Dataset lines about where objects are located:
···

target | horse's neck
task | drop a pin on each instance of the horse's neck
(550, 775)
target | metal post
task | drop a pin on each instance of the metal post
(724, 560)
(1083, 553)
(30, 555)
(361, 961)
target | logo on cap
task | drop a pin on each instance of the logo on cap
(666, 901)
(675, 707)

···

## REQUIRED WORK
Can you update these lines so that every "drop a pin" becomes "place a marker", with nothing else changed?

## TASK RESPONSE
target | horse's neck
task | place a marker on each instance of the horse's neck
(550, 775)
target | metal post
task | place a marker on each instance of the metal post
(724, 560)
(1083, 553)
(30, 555)
(361, 961)
target | logo on cap
task | place a marker on each instance of the logo on cap
(666, 901)
(675, 707)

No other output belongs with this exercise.